普段の練習でも、気を沈めることができない生徒さんには、発声をさせてみることがある。「ん~」ときばったような声をだせば、自然に気は腹の底に沈み、溜ったようになる。「はっ!」と言えば気は体の外に出る。「ふ~」は気が下に落ちるが、溜めることはできない。「あ~」を裏声にして発声すれば、気は喉奥から後頭部を上昇し頭頂に抜けるようになる。
力を出す時は吐く。力を溜める時は吸う。
さらに細かく言えば、一発打ち抜く時は、本当に息を体の外に吐き出してしまう。「や~!」とか、「は~!」とか、砲丸投げの最後の投げきった時はみな必ず声が出る(声が出るということは息(気)が体外に出ること)。しかし、連打の時は、決して息を体外に出してはいけない。「んっ!」とこらえながら打つか、せいぜい小さく「はっ」くらいで、吐いた息(気)は腹底に向かう。
実は太極拳の練習では、普通、「吐く」と言っても、本当は「体の下奥に向けて息を押し込んで」いる。「はっ!」と吐き出すとせっかく溜めた気(エネルギー)をもらしてしまってもったいない。練習では発勁はしないのはそんな意味がある。
そう見ると、今日の声楽家の集まりでも、みなが取得しようとしている発声法は声を頭頂から抜き、口から息をもらさせない。こうすると声帯を傷めることなく歳をとってもずっと歌うことができるという。 実際に今日の発声の先生は80歳を過ぎているが、ものすごい声が出る。
師父は私にしばしばおしゃべりを控えるようにと注意するが、それは、せっかく気(エネルギー)を溜めるために練習をしているのに、そのあとカフェでおしゃべりに夢中になって口から気(エネルギー)を漏らしては元の木阿弥、ということ。分かってはいるのですが・・・(おしゃべりはなかなか止められない?)。
2012/4/19,20 <動功から站樁功へ、站樁功のコツ>
二日続けて午後はベビー同伴ママクラス。
久しぶりの開催で、身体がなまって不快感のつのったというママ達が多く参加する。
このクラスでは、ベビーが泣き、お子ちゃまが走り回ったりするから、ママ達はゆっくり立つことはできない。站樁功は、身体を落ち着かせ、気持ちを落ち着かせ、体が本来の働きを取り戻して自らの力で身体の調整をすることを可能にする。気ぜわしくゆっくりと休むことのできないママ達に是非やらせたいところなのだが、そんな、立っている暇なんてない、というのが彼女達の現状のよう。
また、今日(20日)の午前は保土ヶ谷クラスだったが、今日は時間の制約があり、立つ時間が少ししかとれない。少し立たせてみるが、その立ち始めの”構え”を見ると、気が沈んで身体がなじむには30分は必要だと感じる。
站樁功は立って”入って”しまえば、しらない間に立ち続けてしまうが、大抵の人は、立っても身体から力が抜けなかったり、足が痛かったり、雑念が消えなかったり、と、結局”入る”ことができずに、門の前でウロウロするかの如くになりがち。
そこで、私はママクラスや、站樁功に”入れない”状況の場合は、無理に立たせず、動かせてみる。

------------

*課題 1*
本文抜粋の「普段の練習でも」で始まる段落で、発声の例として挙げられている声を、表記を変えずにすべて書き出してください。

------------

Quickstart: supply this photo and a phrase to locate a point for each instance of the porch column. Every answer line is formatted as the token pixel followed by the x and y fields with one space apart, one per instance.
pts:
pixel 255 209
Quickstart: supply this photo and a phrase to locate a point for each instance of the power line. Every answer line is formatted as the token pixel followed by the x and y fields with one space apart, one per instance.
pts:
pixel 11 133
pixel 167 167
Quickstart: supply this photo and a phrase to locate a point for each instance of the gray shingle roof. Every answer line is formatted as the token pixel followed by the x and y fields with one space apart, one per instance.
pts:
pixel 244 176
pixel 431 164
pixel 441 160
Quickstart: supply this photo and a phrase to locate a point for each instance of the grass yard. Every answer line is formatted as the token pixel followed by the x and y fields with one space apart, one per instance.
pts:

------------

*課題 2*
記録のうち、「of the gray」を含む行から記録の最後までの行を、「番号」と「内容」の二列を持つMarkdownの表に変換してください。空行は含めないでください。

*解答全文 1*
- ん~
- はっ!
- ふ~
- あ~

*解答全文 2*
| 番号 | 内容 |
|---|---|
| 1 | Quickstart: supply this photo and a phrase to locate a point for each instance of the gray shingle roof. Every answer line is formatted as the token pixel followed by the x and y fields with one space apart, one per instance. |
| 2 | pts: |
| 3 | pixel 244 176 |
| 4 | pixel 431 164 |
| 5 | pixel 441 160 |
| 6 | Quickstart: supply this photo and a phrase to locate a point for each instance of the grass yard. Every answer line is formatted as the token pixel followed by the x and y fields with one space apart, one per instance. |
| 7 | pts: |